begin

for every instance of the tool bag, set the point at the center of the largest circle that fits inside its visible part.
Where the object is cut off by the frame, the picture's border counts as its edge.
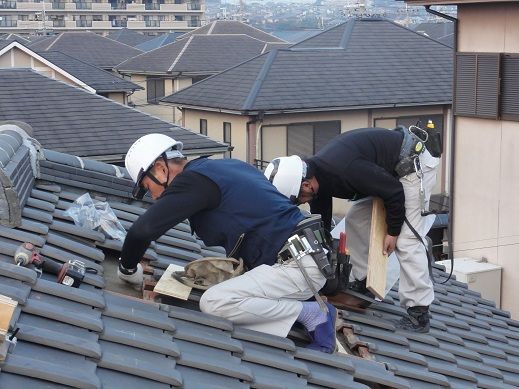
(206, 272)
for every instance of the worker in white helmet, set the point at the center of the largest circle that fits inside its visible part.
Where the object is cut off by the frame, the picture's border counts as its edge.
(229, 203)
(358, 165)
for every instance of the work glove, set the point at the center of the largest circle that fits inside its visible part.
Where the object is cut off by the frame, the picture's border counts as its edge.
(132, 276)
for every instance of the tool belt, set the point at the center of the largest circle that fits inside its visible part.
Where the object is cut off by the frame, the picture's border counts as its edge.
(310, 238)
(412, 147)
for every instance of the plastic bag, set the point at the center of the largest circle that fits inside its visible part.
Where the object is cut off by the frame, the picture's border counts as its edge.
(96, 215)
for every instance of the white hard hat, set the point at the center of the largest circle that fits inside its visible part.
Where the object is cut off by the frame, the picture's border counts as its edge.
(145, 151)
(286, 174)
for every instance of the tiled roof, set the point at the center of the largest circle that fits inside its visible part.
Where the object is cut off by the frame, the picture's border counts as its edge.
(159, 41)
(91, 338)
(101, 80)
(232, 27)
(203, 54)
(88, 47)
(129, 37)
(360, 63)
(72, 120)
(88, 337)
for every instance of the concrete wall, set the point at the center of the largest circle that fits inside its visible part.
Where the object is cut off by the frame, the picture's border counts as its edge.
(486, 209)
(272, 134)
(215, 128)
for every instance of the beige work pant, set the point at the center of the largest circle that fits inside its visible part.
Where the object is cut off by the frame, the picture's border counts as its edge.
(266, 298)
(415, 288)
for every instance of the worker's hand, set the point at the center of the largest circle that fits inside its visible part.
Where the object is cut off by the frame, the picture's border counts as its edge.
(136, 277)
(389, 244)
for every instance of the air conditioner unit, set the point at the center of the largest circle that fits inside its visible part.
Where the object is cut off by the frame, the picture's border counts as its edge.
(480, 276)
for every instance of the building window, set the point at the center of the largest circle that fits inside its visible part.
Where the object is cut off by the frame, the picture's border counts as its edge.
(154, 89)
(203, 126)
(227, 137)
(306, 139)
(477, 85)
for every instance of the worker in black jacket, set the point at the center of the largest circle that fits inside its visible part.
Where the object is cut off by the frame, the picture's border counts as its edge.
(229, 203)
(359, 165)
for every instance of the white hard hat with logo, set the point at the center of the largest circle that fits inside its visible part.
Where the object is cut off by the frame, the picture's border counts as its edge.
(286, 174)
(144, 152)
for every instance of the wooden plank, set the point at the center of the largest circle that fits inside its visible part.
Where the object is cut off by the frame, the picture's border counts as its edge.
(377, 261)
(170, 286)
(7, 307)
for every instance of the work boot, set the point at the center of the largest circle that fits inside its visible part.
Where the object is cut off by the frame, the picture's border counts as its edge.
(323, 337)
(360, 287)
(416, 320)
(132, 276)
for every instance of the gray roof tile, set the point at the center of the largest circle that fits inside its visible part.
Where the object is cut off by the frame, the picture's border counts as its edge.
(88, 47)
(232, 27)
(100, 80)
(200, 54)
(54, 122)
(319, 73)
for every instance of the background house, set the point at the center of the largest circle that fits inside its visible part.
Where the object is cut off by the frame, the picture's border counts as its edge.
(63, 67)
(486, 137)
(177, 65)
(367, 72)
(68, 119)
(88, 47)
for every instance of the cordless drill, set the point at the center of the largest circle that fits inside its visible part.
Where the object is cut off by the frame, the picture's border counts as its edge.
(70, 273)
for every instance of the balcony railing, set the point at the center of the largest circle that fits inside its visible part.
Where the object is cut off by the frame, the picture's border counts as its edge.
(8, 23)
(83, 5)
(83, 23)
(194, 23)
(7, 4)
(119, 23)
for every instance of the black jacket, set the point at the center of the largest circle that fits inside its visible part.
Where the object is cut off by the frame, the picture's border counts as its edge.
(358, 164)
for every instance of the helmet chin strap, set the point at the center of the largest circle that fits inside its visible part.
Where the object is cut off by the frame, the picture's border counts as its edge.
(155, 180)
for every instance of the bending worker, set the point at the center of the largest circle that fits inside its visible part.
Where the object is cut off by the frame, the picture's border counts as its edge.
(228, 203)
(358, 165)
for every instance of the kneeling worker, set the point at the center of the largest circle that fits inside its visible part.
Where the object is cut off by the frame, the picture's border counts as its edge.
(369, 162)
(228, 203)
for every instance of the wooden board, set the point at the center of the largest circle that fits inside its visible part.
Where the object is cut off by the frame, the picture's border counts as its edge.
(7, 307)
(170, 286)
(377, 261)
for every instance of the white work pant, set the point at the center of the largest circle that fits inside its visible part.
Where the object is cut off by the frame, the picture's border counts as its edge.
(266, 298)
(415, 288)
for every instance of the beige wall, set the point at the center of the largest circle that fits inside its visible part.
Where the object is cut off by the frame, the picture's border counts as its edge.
(215, 122)
(140, 99)
(486, 207)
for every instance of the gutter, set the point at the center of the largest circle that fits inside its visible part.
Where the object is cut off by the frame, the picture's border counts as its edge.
(452, 138)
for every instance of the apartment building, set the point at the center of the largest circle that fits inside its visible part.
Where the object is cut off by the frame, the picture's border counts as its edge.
(100, 16)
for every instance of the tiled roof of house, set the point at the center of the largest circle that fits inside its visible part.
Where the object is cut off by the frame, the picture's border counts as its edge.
(361, 63)
(91, 338)
(89, 47)
(129, 37)
(232, 27)
(205, 54)
(101, 80)
(159, 41)
(442, 32)
(72, 120)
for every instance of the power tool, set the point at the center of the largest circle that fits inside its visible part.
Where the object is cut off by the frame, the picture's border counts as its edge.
(70, 273)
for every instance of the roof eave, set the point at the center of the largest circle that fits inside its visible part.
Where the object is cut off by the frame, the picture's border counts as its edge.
(306, 110)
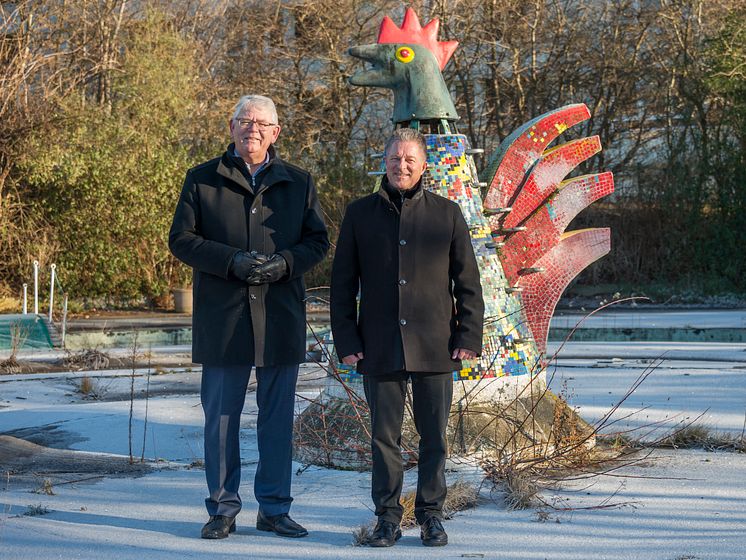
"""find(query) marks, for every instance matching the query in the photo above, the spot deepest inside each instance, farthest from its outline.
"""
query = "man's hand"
(352, 359)
(463, 354)
(243, 264)
(274, 269)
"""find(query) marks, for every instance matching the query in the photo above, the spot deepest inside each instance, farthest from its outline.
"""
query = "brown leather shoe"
(280, 525)
(219, 527)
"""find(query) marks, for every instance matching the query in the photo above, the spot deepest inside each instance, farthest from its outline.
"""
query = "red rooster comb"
(412, 32)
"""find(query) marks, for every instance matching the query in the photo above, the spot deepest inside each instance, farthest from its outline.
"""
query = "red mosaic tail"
(530, 204)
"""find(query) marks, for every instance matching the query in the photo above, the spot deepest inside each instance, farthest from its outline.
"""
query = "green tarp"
(24, 331)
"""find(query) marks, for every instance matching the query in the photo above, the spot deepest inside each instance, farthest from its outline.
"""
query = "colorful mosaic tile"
(507, 345)
(543, 229)
(575, 251)
(516, 155)
(545, 178)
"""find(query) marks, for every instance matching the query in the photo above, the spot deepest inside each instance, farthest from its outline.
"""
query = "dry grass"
(697, 436)
(91, 388)
(10, 305)
(34, 510)
(361, 535)
(18, 335)
(46, 487)
(91, 359)
(461, 495)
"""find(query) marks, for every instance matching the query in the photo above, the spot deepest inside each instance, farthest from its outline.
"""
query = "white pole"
(64, 319)
(51, 292)
(36, 287)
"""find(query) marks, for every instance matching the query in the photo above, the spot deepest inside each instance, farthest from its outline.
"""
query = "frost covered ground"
(675, 505)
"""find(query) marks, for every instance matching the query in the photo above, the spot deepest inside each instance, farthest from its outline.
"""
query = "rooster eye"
(405, 54)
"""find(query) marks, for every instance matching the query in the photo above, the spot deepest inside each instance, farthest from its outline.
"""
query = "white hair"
(256, 102)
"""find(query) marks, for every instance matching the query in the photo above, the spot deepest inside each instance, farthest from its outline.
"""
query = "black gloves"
(256, 269)
(243, 264)
(269, 271)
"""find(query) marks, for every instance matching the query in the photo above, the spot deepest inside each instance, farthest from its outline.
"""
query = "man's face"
(251, 135)
(405, 164)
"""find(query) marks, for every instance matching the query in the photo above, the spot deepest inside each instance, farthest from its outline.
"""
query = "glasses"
(262, 126)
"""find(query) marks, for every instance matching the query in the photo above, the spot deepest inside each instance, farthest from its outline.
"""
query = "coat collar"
(234, 168)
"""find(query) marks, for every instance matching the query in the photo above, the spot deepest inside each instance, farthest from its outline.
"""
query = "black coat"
(418, 280)
(221, 212)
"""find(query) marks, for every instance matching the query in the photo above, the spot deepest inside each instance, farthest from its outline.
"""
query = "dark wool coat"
(418, 280)
(221, 210)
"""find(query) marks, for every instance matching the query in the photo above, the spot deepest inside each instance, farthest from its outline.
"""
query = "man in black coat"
(408, 253)
(249, 224)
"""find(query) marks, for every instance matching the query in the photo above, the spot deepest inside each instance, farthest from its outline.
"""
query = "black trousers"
(431, 399)
(223, 394)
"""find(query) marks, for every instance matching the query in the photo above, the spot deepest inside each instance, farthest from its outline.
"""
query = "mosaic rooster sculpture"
(526, 258)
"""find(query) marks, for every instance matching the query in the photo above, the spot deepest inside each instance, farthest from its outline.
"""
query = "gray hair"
(256, 102)
(406, 135)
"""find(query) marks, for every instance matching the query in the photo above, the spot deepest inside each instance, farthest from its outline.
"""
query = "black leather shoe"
(432, 532)
(280, 525)
(219, 527)
(386, 533)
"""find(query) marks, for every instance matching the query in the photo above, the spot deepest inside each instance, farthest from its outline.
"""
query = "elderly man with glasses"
(249, 224)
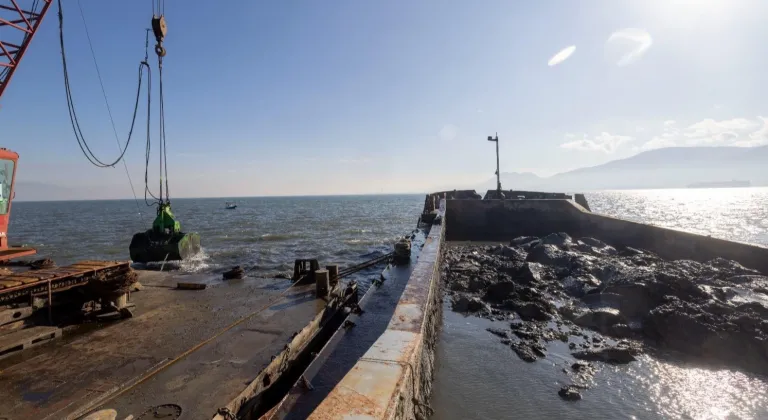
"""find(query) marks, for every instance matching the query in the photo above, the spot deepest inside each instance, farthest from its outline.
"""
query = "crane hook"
(160, 29)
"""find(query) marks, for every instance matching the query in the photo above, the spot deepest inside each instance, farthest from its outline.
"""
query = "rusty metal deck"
(169, 352)
(58, 279)
(16, 252)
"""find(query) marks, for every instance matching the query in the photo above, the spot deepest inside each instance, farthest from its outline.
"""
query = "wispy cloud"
(561, 56)
(603, 142)
(629, 44)
(740, 132)
(354, 160)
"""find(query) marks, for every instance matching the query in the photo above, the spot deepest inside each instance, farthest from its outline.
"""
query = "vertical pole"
(321, 283)
(50, 304)
(333, 275)
(498, 174)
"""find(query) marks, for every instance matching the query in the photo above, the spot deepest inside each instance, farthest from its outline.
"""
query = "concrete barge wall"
(503, 220)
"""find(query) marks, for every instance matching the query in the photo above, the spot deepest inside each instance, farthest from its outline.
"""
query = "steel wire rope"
(84, 147)
(109, 109)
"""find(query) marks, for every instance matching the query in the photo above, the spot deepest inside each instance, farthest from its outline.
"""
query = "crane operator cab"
(8, 161)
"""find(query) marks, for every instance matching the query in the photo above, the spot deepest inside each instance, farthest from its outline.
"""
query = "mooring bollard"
(321, 283)
(121, 301)
(333, 275)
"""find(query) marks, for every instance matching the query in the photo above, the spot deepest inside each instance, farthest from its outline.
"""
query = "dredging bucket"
(149, 246)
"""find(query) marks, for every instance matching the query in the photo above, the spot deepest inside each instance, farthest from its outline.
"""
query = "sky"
(349, 97)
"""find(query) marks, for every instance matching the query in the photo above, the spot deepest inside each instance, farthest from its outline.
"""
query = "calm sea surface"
(477, 378)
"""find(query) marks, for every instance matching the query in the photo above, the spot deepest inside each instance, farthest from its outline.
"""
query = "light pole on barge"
(498, 174)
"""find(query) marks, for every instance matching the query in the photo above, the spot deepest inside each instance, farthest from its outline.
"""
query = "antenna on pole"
(498, 174)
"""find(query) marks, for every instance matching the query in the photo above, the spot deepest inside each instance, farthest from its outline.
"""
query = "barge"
(184, 352)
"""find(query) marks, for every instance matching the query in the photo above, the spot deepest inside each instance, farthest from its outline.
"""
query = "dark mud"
(610, 305)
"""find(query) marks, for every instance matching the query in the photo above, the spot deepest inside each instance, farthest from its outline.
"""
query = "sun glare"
(685, 13)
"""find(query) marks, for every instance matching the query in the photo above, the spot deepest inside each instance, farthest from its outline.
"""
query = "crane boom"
(18, 26)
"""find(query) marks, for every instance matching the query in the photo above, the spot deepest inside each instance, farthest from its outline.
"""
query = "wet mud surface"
(610, 305)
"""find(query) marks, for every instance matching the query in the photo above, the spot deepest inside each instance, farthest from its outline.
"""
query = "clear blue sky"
(289, 97)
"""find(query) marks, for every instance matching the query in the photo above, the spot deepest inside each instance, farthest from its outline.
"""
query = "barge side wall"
(503, 220)
(393, 379)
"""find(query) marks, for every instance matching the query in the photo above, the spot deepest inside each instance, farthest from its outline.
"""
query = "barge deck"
(181, 347)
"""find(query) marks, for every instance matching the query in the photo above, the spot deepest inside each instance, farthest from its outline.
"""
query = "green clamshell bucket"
(165, 241)
(149, 246)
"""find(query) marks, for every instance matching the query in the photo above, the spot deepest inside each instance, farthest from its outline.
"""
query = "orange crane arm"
(18, 26)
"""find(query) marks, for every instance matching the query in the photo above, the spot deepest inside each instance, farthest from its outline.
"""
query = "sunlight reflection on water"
(739, 214)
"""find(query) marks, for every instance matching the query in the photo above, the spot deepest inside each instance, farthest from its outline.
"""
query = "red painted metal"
(17, 27)
(6, 252)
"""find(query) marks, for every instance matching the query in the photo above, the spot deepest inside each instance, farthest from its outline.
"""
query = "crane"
(18, 25)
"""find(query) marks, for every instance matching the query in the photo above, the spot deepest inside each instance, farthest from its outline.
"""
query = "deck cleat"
(165, 241)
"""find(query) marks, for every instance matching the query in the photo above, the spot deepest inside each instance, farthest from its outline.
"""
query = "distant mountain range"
(674, 167)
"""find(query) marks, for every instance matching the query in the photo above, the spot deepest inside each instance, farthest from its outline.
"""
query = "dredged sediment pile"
(610, 304)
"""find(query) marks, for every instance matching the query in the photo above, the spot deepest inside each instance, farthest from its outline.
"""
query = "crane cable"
(84, 147)
(159, 29)
(106, 101)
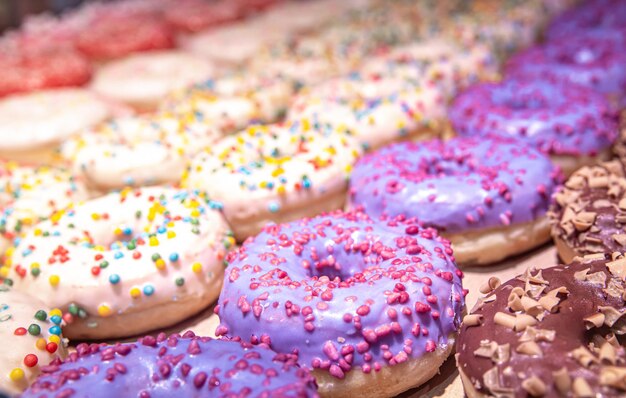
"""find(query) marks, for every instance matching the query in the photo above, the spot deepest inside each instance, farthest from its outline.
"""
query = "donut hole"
(520, 98)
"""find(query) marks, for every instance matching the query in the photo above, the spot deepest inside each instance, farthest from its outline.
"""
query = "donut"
(233, 44)
(177, 365)
(32, 125)
(29, 195)
(231, 102)
(117, 34)
(574, 125)
(376, 109)
(442, 61)
(142, 80)
(191, 16)
(554, 332)
(488, 196)
(296, 288)
(136, 151)
(274, 173)
(592, 62)
(591, 17)
(25, 71)
(125, 263)
(31, 339)
(587, 215)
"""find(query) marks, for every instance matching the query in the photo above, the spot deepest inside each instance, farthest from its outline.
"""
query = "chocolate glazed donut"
(589, 214)
(557, 332)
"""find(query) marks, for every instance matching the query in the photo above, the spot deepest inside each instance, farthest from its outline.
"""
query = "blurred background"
(13, 11)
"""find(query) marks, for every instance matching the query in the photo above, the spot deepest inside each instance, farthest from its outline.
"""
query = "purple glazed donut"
(571, 123)
(174, 366)
(372, 307)
(593, 62)
(489, 196)
(593, 18)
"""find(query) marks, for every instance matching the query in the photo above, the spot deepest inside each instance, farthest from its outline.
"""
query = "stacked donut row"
(139, 259)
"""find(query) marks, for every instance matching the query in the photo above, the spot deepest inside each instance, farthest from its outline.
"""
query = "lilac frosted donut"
(371, 307)
(489, 196)
(594, 62)
(182, 366)
(573, 124)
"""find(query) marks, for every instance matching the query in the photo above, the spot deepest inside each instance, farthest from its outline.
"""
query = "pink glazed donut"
(371, 306)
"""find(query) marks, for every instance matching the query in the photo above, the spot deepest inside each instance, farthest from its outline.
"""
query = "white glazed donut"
(31, 338)
(376, 109)
(437, 61)
(29, 195)
(142, 80)
(231, 44)
(33, 125)
(232, 102)
(126, 263)
(136, 151)
(274, 173)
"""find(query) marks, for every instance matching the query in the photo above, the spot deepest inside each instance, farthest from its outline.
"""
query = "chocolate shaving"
(562, 381)
(581, 388)
(613, 376)
(534, 386)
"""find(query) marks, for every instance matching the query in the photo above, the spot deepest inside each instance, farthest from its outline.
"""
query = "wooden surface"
(447, 384)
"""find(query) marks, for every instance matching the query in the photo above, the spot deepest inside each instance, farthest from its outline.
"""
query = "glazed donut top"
(456, 185)
(344, 291)
(557, 118)
(48, 117)
(267, 167)
(177, 365)
(31, 338)
(27, 70)
(550, 333)
(597, 15)
(588, 61)
(126, 250)
(231, 102)
(116, 34)
(436, 61)
(193, 16)
(29, 195)
(147, 77)
(589, 213)
(376, 109)
(137, 150)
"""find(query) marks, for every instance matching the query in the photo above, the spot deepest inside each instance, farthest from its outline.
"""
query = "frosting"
(190, 16)
(598, 16)
(438, 62)
(268, 171)
(549, 333)
(127, 251)
(592, 62)
(556, 118)
(375, 109)
(232, 43)
(231, 102)
(29, 195)
(31, 339)
(343, 291)
(136, 151)
(48, 117)
(117, 33)
(589, 213)
(147, 78)
(184, 366)
(27, 69)
(457, 185)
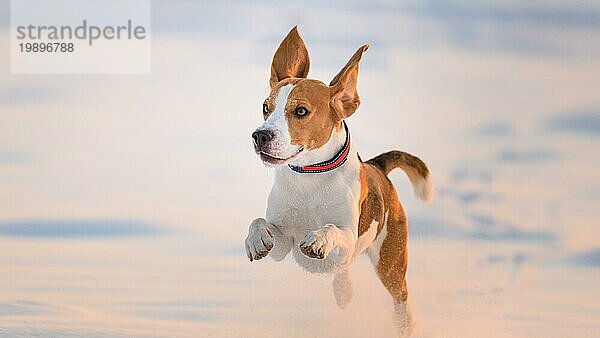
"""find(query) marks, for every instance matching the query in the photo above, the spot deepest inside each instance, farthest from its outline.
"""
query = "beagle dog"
(327, 206)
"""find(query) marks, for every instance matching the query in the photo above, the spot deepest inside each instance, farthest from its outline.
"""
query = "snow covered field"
(125, 199)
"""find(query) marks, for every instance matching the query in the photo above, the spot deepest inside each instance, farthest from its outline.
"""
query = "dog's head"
(300, 114)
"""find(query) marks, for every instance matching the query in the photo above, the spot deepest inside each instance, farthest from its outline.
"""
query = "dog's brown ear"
(344, 98)
(291, 59)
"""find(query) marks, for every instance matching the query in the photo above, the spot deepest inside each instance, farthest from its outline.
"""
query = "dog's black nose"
(261, 137)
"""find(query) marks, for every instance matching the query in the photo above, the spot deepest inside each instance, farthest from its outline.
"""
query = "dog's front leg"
(330, 240)
(264, 237)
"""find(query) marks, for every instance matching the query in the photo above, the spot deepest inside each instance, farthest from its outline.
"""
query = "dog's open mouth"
(271, 159)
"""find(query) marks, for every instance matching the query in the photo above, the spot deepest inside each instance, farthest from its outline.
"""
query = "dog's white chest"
(301, 203)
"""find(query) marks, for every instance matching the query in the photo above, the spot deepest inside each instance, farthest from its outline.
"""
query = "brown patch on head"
(327, 106)
(314, 129)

end

- **THE PROBLEM**: Count the lines in the records above that contain the string "metal". Give only the number.

- **PROBLEM SOLUTION**: 2